→ Data under study
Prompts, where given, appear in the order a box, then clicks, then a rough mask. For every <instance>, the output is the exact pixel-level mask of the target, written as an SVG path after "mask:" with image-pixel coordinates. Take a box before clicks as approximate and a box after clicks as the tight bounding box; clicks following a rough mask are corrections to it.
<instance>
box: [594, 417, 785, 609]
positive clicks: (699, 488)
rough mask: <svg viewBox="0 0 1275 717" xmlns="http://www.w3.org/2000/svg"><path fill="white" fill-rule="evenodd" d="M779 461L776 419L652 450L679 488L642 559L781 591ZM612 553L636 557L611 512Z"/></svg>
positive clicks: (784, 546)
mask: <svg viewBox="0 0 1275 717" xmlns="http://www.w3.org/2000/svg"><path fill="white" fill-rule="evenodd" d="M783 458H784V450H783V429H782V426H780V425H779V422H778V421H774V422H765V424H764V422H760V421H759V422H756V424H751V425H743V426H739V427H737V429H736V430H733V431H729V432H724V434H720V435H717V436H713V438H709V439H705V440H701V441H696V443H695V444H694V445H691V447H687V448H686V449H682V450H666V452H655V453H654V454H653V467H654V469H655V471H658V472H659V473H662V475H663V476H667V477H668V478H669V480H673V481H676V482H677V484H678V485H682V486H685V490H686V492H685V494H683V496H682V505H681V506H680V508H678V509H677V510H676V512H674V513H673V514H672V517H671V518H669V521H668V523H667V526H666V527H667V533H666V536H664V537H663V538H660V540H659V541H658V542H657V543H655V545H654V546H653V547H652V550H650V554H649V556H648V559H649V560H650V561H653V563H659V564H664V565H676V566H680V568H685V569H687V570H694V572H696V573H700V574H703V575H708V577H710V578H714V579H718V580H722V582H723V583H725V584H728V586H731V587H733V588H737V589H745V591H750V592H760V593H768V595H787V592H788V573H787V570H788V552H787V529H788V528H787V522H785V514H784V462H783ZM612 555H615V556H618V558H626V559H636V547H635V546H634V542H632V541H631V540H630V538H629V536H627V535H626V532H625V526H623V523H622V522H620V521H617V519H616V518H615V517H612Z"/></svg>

→ Exercise aim
Start at the first line and transcribe the data exactly through the last.

→ Final answer
Prompts, where given, appear in the order a box, then clicks, then a rough mask. For every <instance>, the output is the exact pixel-level mask of the target, written as an SVG path after "mask:" with image-pixel coordinates. Take a box before clicks as approximate and a box after clicks as the tight bounding box; clicks following a rough mask are corrections to it.
<instance>
box: [594, 417, 785, 609]
positive clicks: (699, 488)
rough mask: <svg viewBox="0 0 1275 717" xmlns="http://www.w3.org/2000/svg"><path fill="white" fill-rule="evenodd" d="M779 461L776 419L652 450L679 488L642 559L781 591ZM612 553L636 557L611 512Z"/></svg>
positive clicks: (784, 546)
mask: <svg viewBox="0 0 1275 717" xmlns="http://www.w3.org/2000/svg"><path fill="white" fill-rule="evenodd" d="M783 458H784V450H783V429H782V426H780V425H779V422H778V421H774V422H765V424H764V422H760V421H759V422H756V424H751V425H743V426H739V427H737V429H736V430H733V431H729V432H724V434H720V435H717V436H713V438H709V439H705V440H701V441H696V443H695V444H694V445H691V447H687V448H686V449H682V450H666V452H655V453H654V454H653V467H654V469H655V471H658V472H659V473H662V475H663V476H667V477H668V478H669V480H673V481H676V482H677V484H678V485H682V486H685V490H686V492H685V494H683V496H682V505H681V506H680V508H678V509H677V510H676V512H674V513H673V514H672V517H671V518H669V521H668V523H667V526H666V527H667V533H666V536H664V537H663V538H660V540H659V541H658V542H657V543H655V545H654V546H653V547H652V550H650V554H649V556H648V559H649V560H650V561H653V563H659V564H664V565H676V566H680V568H685V569H687V570H694V572H696V573H700V574H703V575H708V577H710V578H714V579H718V580H722V582H723V583H725V584H728V586H731V587H733V588H737V589H745V591H750V592H760V593H768V595H787V592H788V573H787V570H788V552H787V529H788V528H787V522H785V514H784V462H783ZM612 555H615V556H618V558H626V559H636V547H635V546H634V542H632V541H631V540H630V538H629V536H627V535H626V532H625V526H623V523H622V522H620V521H617V519H616V518H615V517H612Z"/></svg>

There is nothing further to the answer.